(Object point labels)
· · · · · · ·

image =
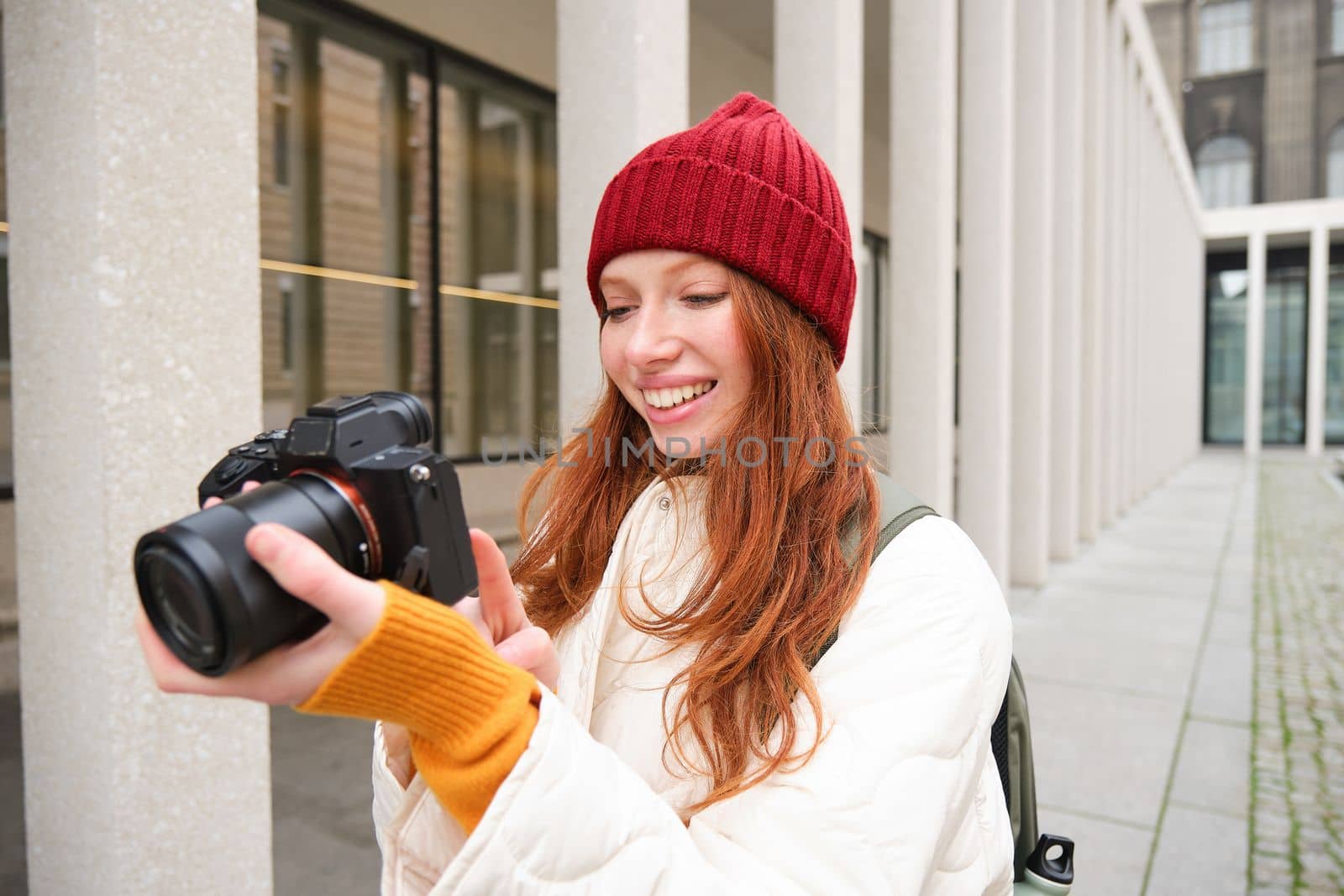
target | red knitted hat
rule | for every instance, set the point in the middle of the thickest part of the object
(746, 188)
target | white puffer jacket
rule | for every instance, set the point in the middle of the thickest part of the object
(902, 797)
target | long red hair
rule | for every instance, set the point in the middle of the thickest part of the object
(777, 579)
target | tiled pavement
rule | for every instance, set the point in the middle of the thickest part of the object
(1297, 752)
(1139, 664)
(1137, 661)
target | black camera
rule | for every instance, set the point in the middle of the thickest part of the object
(351, 477)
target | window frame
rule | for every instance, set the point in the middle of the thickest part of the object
(1202, 165)
(1225, 38)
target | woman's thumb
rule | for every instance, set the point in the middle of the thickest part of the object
(531, 649)
(308, 573)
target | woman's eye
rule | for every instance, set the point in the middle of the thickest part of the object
(706, 300)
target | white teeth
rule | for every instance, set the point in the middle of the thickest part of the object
(665, 398)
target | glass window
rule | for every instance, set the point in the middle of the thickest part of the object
(1335, 163)
(873, 296)
(1225, 36)
(1225, 168)
(280, 117)
(1284, 390)
(1225, 362)
(1335, 356)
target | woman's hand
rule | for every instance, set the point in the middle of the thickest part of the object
(292, 672)
(499, 616)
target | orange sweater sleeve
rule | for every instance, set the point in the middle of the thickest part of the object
(470, 714)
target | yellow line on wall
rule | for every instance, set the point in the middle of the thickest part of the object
(335, 273)
(401, 282)
(467, 291)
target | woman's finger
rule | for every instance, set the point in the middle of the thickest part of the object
(308, 573)
(533, 649)
(501, 605)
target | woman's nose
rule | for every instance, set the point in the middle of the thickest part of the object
(652, 338)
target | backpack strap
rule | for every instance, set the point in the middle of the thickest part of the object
(897, 510)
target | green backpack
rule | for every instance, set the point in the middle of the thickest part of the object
(1010, 736)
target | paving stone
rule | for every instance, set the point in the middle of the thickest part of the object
(1093, 658)
(1214, 768)
(1200, 852)
(1101, 752)
(1299, 785)
(1223, 688)
(1230, 627)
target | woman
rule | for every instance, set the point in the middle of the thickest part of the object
(692, 558)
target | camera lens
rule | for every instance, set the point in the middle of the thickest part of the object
(212, 604)
(175, 589)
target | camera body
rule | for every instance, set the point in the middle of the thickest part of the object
(407, 497)
(351, 476)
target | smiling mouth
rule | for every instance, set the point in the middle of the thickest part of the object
(669, 398)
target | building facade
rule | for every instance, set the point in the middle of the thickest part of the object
(400, 195)
(1260, 89)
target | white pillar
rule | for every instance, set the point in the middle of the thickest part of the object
(1133, 268)
(1068, 285)
(819, 87)
(987, 277)
(1034, 161)
(1095, 214)
(1113, 212)
(622, 83)
(924, 248)
(1254, 340)
(1317, 318)
(136, 305)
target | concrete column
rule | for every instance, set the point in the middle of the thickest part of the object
(1254, 340)
(1133, 271)
(134, 305)
(924, 246)
(1068, 285)
(1317, 320)
(1113, 269)
(1034, 161)
(1126, 275)
(987, 275)
(1095, 148)
(622, 83)
(819, 86)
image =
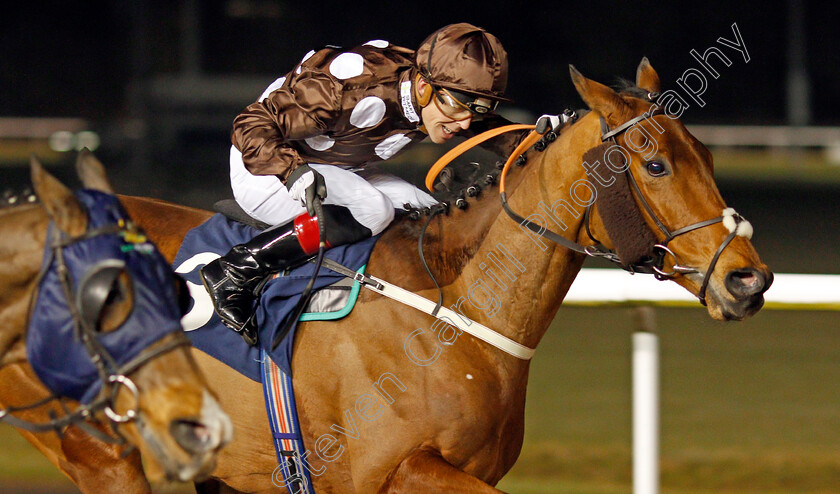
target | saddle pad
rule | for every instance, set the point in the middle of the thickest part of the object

· · · · · · ·

=== PROBLEM DESCRIPTION ===
Format the listing above as a JSON list of strings, with one string per line and blank lines omitted. Leave the pictures out of the answer.

=== EXERCISE ANSWER ===
[
  "image =",
  "target | red knitted hat",
  "rule | for every instance, set the point in the middle of the thickest part of the object",
  "(746, 188)",
  "target | white puffer jacket",
  "rule | for every instance, set the point in the middle of the thickest part of the object",
  "(902, 797)",
  "target | long red hair",
  "rule | for every instance, set the point in the middle of the thickest part of the object",
  "(777, 579)",
  "target | tiled pavement",
  "rule | for every instance, set the point in the middle of the thickest part of the object",
  "(1297, 752)",
  "(1139, 664)",
  "(1137, 661)",
  "target | black camera",
  "rule | for every instance, set the point in the middle of the thickest part of the object",
  "(351, 477)",
  "target | window frame",
  "rule | for every instance, set the point in the middle of the thickest part of the object",
  "(1202, 165)",
  "(1225, 38)",
  "target | woman's thumb",
  "rule | for every instance, set the point in the middle of the thickest part of the object",
  "(531, 649)",
  "(308, 573)",
  "target | woman's eye",
  "rule | for every instance, set the point in the middle of the thickest part of the object",
  "(706, 300)",
  "target | white teeth",
  "rule | for every instance, set the point in the middle of the thickest part of the object",
  "(665, 398)",
  "target | glass window",
  "rule | for every instance, set the point in the middle of the thickest part of the object",
  "(1335, 163)",
  "(873, 296)",
  "(1225, 36)",
  "(1225, 168)",
  "(280, 117)",
  "(1284, 390)",
  "(1225, 362)",
  "(1335, 356)",
  "target | woman's hand",
  "rule | for every instance, set the point in the middle of the thickest part of the object",
  "(292, 672)",
  "(499, 616)",
  "target | orange sweater sleeve",
  "rule | for every instance, set the point in the middle of the thickest part of the object",
  "(470, 714)",
  "target | yellow line on wall",
  "rule | for every instance, set the point in the middle of the thickest part of the object",
  "(335, 273)",
  "(401, 282)",
  "(467, 291)",
  "target | woman's finger",
  "rule | for every instance, set the point in the middle of the thickest part of the object",
  "(308, 573)",
  "(533, 649)",
  "(501, 605)",
  "target | woman's nose",
  "rule | for every instance, set the point in the middle of the thickest part of the object",
  "(652, 338)",
  "target | backpack strap",
  "rule | for every instance, set the point in the middle of the thickest part of the object",
  "(897, 510)",
  "target | green backpack",
  "rule | for every instance, set the point in the middle of the thickest part of the object",
  "(1010, 736)",
  "target | paving stone",
  "rule | for every instance, set the point in the middle of the thickest part of the object",
  "(1093, 658)",
  "(1214, 768)",
  "(1200, 852)",
  "(1101, 752)",
  "(1299, 785)",
  "(1223, 688)",
  "(1230, 627)",
  "target | woman",
  "rule | for every instance, set the point in the middle of the thickest part of the object",
  "(692, 558)",
  "target | camera lens",
  "rule | for every instance, set the point in the middle of the thickest part of the object",
  "(212, 604)",
  "(175, 589)",
  "target | camera body",
  "rule | for every instance, set the point in the middle of the thickest part of the object",
  "(407, 497)",
  "(351, 476)",
  "target | smiling mouth",
  "rule | for every instance, set the point in the middle of the thickest part of the object",
  "(669, 398)",
  "target | building facade",
  "rule | for every instance, set the point in the middle of the thickest part of the object",
  "(400, 195)",
  "(1260, 89)",
  "target | white pillar",
  "rule | for every instance, set the point in the middle of the thickest part of the object",
  "(1133, 268)",
  "(1068, 285)",
  "(819, 87)",
  "(987, 277)",
  "(1034, 161)",
  "(1095, 214)",
  "(1113, 212)",
  "(622, 83)",
  "(924, 248)",
  "(1254, 340)",
  "(1317, 318)",
  "(136, 305)",
  "target | concrete column",
  "rule | for every instance, set the point in the middle of the thickest part of the object",
  "(1254, 340)",
  "(1133, 271)",
  "(134, 305)",
  "(924, 246)",
  "(1068, 285)",
  "(1317, 320)",
  "(1113, 269)",
  "(1034, 161)",
  "(1126, 275)",
  "(987, 275)",
  "(1095, 148)",
  "(622, 83)",
  "(819, 86)",
  "image =",
  "target | saddle pad",
  "rule | for every instance, set the point in the middle of the thickest part of the object"
]